_INSTRUCTIONS TO FOLLOW:_ State how many lines of the items below contain the string "clicks", treating case as significant. Give only the number.

=-=-=

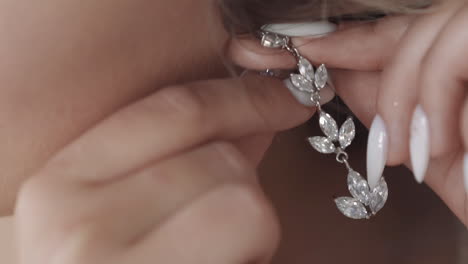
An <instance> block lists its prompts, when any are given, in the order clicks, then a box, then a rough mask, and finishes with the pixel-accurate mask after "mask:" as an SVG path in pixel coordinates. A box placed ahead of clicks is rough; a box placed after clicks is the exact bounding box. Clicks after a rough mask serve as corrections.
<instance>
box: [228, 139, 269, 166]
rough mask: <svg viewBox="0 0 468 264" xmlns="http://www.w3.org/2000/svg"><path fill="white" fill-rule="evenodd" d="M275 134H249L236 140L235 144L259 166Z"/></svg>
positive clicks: (257, 165) (245, 155) (252, 161)
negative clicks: (258, 164) (237, 139)
mask: <svg viewBox="0 0 468 264" xmlns="http://www.w3.org/2000/svg"><path fill="white" fill-rule="evenodd" d="M273 137H274V135H273V134H261V135H255V136H247V137H243V138H240V139H238V140H236V141H235V145H236V146H237V148H239V150H240V151H241V152H242V154H244V156H245V157H246V158H247V160H249V161H250V162H251V164H253V165H254V167H257V166H258V164H259V163H260V162H261V161H262V159H263V155H264V154H265V152H266V151H267V149H268V147H269V146H270V145H271V142H272V141H273Z"/></svg>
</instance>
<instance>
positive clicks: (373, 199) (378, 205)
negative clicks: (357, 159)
mask: <svg viewBox="0 0 468 264" xmlns="http://www.w3.org/2000/svg"><path fill="white" fill-rule="evenodd" d="M348 190H349V192H350V193H351V195H352V196H353V197H346V196H345V197H339V198H336V199H335V203H336V206H337V207H338V209H339V210H340V211H341V213H343V214H344V215H345V216H347V217H349V218H353V219H363V218H369V217H370V215H371V214H372V215H375V214H376V213H377V212H378V211H380V209H382V207H383V206H384V205H385V202H386V201H387V198H388V188H387V183H386V182H385V179H384V177H381V178H380V181H379V184H378V185H377V186H376V187H375V188H374V189H372V190H371V189H370V187H369V184H368V183H367V181H366V180H365V179H364V178H363V177H362V176H361V175H360V174H359V173H358V172H356V171H354V170H350V171H349V173H348ZM366 207H368V208H369V209H367V208H366ZM369 210H370V212H369Z"/></svg>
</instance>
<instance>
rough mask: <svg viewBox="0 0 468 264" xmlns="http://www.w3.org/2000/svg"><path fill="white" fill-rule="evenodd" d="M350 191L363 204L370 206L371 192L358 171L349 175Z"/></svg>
mask: <svg viewBox="0 0 468 264" xmlns="http://www.w3.org/2000/svg"><path fill="white" fill-rule="evenodd" d="M348 189H349V192H350V193H351V195H352V196H353V197H354V198H356V199H358V200H359V201H360V202H361V203H363V204H365V205H369V201H370V200H371V192H370V189H369V184H367V181H366V180H365V179H364V178H363V177H362V176H361V175H360V174H359V173H358V172H356V171H353V170H350V171H349V173H348Z"/></svg>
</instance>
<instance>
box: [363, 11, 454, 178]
mask: <svg viewBox="0 0 468 264" xmlns="http://www.w3.org/2000/svg"><path fill="white" fill-rule="evenodd" d="M453 12H454V11H453V9H448V10H447V11H445V12H437V13H435V14H428V15H422V16H419V17H418V19H417V20H415V22H414V23H413V24H412V25H411V26H410V27H409V29H408V30H407V32H406V34H405V35H404V38H402V40H401V42H400V43H399V45H398V52H396V54H395V55H394V56H393V58H392V59H391V60H390V61H389V62H388V64H387V66H386V68H385V70H384V72H383V75H382V83H381V85H380V87H379V93H378V97H377V114H378V115H379V117H377V119H378V118H382V120H383V123H384V127H385V128H386V130H387V131H383V133H385V134H387V135H388V150H384V149H380V150H379V151H380V152H383V151H385V152H387V153H382V156H387V157H386V158H387V161H384V162H383V163H382V164H381V165H382V166H381V167H380V168H379V170H376V171H375V172H374V173H375V175H371V177H372V178H376V179H378V178H379V177H380V174H381V173H382V170H383V166H384V165H385V164H388V165H399V164H401V163H403V162H405V161H407V160H408V159H409V137H410V133H409V131H410V129H409V127H410V122H411V119H412V116H413V111H414V109H415V108H416V105H417V104H418V103H417V101H418V98H419V94H420V92H421V88H420V87H419V77H420V75H419V73H420V71H421V63H422V60H423V59H424V56H425V55H426V53H427V52H428V50H429V48H430V47H431V44H432V43H433V41H434V39H436V37H437V35H438V33H439V31H440V30H441V29H442V28H443V26H444V25H445V24H446V22H447V21H448V20H449V19H450V17H451V16H452V15H453ZM371 132H372V131H371ZM418 137H421V135H419V136H418ZM369 144H370V145H373V146H374V147H375V148H377V147H378V145H379V143H378V142H375V141H374V142H369ZM370 147H371V148H372V146H370ZM379 151H377V150H376V151H375V152H379ZM418 151H419V152H422V151H421V150H418ZM373 152H374V151H371V153H373ZM371 153H369V154H371ZM374 156H375V155H374ZM419 167H421V166H415V168H416V171H415V175H417V177H416V178H417V179H419V181H421V179H422V178H423V176H424V175H421V174H424V173H425V171H424V170H421V169H419Z"/></svg>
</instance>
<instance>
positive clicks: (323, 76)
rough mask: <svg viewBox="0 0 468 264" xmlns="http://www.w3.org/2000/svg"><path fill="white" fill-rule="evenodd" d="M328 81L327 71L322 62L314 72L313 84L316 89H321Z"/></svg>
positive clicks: (322, 88) (323, 64)
mask: <svg viewBox="0 0 468 264" xmlns="http://www.w3.org/2000/svg"><path fill="white" fill-rule="evenodd" d="M327 82H328V72H327V68H326V67H325V65H324V64H322V65H320V66H319V67H318V68H317V71H316V72H315V86H316V87H317V89H319V90H320V89H323V88H324V87H325V85H327Z"/></svg>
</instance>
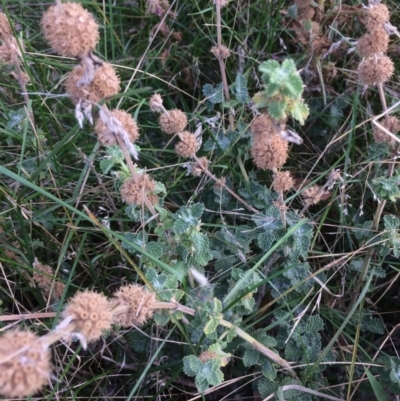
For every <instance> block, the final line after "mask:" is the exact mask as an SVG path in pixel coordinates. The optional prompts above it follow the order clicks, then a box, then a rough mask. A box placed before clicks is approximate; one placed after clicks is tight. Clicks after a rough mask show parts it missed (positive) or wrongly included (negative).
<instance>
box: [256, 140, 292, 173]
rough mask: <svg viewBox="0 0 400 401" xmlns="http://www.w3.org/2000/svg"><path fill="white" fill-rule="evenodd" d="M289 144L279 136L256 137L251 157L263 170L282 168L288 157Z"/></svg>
mask: <svg viewBox="0 0 400 401" xmlns="http://www.w3.org/2000/svg"><path fill="white" fill-rule="evenodd" d="M288 149H289V144H288V142H287V141H285V140H284V139H282V138H281V136H280V135H279V134H276V133H275V134H273V135H269V134H266V135H255V136H254V137H253V145H252V148H251V156H252V158H253V161H254V163H255V165H256V166H257V167H258V168H260V169H262V170H272V169H274V168H281V167H282V166H283V165H284V164H285V163H286V160H287V157H288Z"/></svg>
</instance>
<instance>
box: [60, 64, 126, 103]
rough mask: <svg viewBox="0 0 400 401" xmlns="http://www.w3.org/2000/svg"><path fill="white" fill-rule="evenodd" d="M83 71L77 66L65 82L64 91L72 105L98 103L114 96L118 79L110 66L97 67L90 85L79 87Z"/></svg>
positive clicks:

=-=-=

_OUTPUT OF THE TASK:_ 9